§ Oefentekst:
26 079
Wijziging van titel 7.10 (arbeidsovereenkomst) van het Burgerlijk Wetboek met betrekking tot vakantie en ouderschapsverlof

nr. 244
GEWIJZIGD VOORSTEL VAN WET

29 april 1999

Wij Beatrix, bij de gratie Gods, Koningin der Nederlanden, Prinses van Oranje-Nassau, enz. enz. enz.

Allen, die deze zullen zien of horen lezen, saluut! doen te weten:

Alzo Wij in overweging genomen hebben, dat het wenselijk is gedeeltelijke afwijking bij schriftelijke overeenkomst van de regeling van de vakantie-aanspraken die het wettelijk minimum te boven gaan mogelijk te maken alsmede de aanspraak op ouderschapsverlof te verdubbelen indien de werknemer door geboorte of erkenning dan wel in verband met adoptie met ingang van hetzelfde tijdstip de zorg voor meerdere kinderen krijgt en dat in verband hiermee het Burgerlijk Wetboek dient te worden gewijzigd,

Zo is het, dat Wij, de Raad van State gehoord, en met gemeen overleg der Staten-Generaal, hebben goedgevonden en verstaan, gelijk Wij goed- vinden en verstaan bij deze:

ARTIKEL I

Titel 7.10 van het Burgerlijk Wetboek wordt als volgt gewijzigd:

A

Artikel 635 wordt als volgt gewijzigd:

1. Het vierde lid vervalt. Het vijfde lid wordt vernummerd tot vierde lid.

§ Aangeleverd materiaal:
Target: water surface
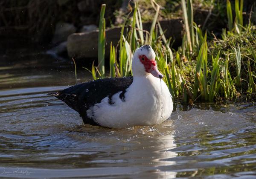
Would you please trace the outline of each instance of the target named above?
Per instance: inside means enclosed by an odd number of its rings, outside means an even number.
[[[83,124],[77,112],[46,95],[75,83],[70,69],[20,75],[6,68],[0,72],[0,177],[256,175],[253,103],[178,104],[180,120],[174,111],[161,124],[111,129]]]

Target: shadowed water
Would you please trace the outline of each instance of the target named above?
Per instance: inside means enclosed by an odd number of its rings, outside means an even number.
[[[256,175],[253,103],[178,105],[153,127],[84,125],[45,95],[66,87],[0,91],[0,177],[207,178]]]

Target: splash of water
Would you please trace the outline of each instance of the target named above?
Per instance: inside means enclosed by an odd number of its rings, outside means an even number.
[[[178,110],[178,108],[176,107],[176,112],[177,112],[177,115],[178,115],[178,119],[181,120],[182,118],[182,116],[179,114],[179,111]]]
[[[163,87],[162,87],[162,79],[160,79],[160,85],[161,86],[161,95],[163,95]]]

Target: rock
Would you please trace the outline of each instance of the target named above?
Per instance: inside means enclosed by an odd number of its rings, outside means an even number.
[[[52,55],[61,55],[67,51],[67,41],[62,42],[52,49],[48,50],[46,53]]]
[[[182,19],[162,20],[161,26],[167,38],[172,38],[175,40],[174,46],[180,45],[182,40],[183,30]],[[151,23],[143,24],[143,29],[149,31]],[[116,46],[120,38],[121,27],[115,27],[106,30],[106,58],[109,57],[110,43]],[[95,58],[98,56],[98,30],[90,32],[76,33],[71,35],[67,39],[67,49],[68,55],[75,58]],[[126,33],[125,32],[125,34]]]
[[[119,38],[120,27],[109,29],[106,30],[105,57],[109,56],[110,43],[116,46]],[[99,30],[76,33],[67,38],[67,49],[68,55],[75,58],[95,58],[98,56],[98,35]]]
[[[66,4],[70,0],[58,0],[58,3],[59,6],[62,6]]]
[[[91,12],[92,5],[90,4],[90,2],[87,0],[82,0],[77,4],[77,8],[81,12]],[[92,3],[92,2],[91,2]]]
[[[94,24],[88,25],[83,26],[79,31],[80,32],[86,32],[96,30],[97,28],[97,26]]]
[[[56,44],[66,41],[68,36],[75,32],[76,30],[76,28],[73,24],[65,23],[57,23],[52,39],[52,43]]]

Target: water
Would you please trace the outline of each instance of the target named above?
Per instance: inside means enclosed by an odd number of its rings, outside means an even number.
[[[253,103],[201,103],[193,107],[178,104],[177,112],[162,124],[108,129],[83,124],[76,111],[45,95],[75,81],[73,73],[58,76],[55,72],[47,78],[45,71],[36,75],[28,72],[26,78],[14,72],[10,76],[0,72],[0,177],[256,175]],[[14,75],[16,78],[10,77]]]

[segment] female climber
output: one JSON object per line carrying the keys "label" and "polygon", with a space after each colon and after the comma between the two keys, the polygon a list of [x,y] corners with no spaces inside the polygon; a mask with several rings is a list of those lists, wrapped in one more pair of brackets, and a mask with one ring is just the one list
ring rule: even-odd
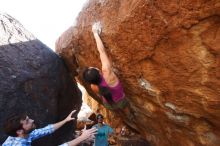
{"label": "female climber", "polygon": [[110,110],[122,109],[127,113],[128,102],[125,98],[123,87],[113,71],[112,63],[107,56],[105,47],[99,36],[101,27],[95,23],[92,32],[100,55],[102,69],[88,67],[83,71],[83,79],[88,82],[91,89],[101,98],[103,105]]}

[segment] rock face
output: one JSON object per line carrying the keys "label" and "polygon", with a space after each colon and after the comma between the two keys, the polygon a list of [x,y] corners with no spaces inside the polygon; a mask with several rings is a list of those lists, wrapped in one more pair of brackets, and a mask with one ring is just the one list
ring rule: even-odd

§ Opdrachten:
[A] Beantwoord de volgende vragen over het wetsvoorstel over vakantie en ouderschapsverlof:
(i) Welke datum staat boven het gewijzigde voorstel?
(ii) Welke titel van het Burgerlijk Wetboek wordt gewijzigd?
(iii) Wat gebeurt er met het vijfde lid van artikel 635?
[B] Som alle omstandigheden op waardoor de werknemer volgens het wetsvoorstel over vakantie en ouderschapsverlof de zorg voor meerdere kinderen krijgt.
[C] Zet het wetsvoorstel over vakantie en ouderschapsverlof voort na de laatste getoonde zin.

§ Verwachte antwoorden:
[A]
(i) 29 april 1999.
(ii) Titel 7.10 (arbeidsovereenkomst).
(iii) Het wordt vernummerd tot vierde lid.

[B] Geboorte, erkenning en adoptie.

[C]
2. Aan het artikel wordt een nieuw lid toegevoegd, dat luidt:

5. Indien een aanspraak op vakantie is verworven die het in artikel 634 bedoelde minimum te boven gaat, kan voorzover die aanspraak dat minimum te boven gaat, bij schriftelijke overeenkomst van de leden 1 tot en met 4 worden afgeweken ten nadele van de werknemer.

B

Artikel 636 vervalt.

C

Artikel 637 komt te luiden:

Artikel 637

Bij schriftelijke overeenkomst kan worden overeengekomen dat dagen of gedeelten van dagen waarop de werknemer de bedongen arbeid niet heeft verricht wegens een van de redenen, bedoeld in artikel 635, lid 1 en leden 3 en 4, als vakantie worden aangemerkt met dien verstande dat hij ten minste recht houdt op het in artikel 634 bedoelde minimum.

D

Artikel 638 komt te luiden:

Artikel 638

1. De werkgever is verplicht de werknemer ieder jaar in de gelegenheid te stellen de vakantie op te nemen waarop de werknemer op grond van artikel 634 ten minste aanspraak heeft.

2. Voorzover in de vaststelling van de vakantie niet is voorzien bij schriftelijke overeenkomst dan wel bij of krachtens collectieve arbeidsovereenkomst of regeling door of namens een daartoe bevoegd bestuursorgaan of de wet, stelt de werkgever de tijdstippen van aanvang en einde van de vakantie vast overeenkomstig de wensen van de werknemer tenzij gewichtige redenen zich daartegen verzetten. Indien de werkgever niet binnen twee weken nadat de werknemer zijn wensen schriftelijk heeft kenbaar gemaakt, schriftelijk aan de werknemer gewichtige redenen heeft aangevoerd, is de vakantie vastgesteld overeenkomstig de wensen van de werknemer.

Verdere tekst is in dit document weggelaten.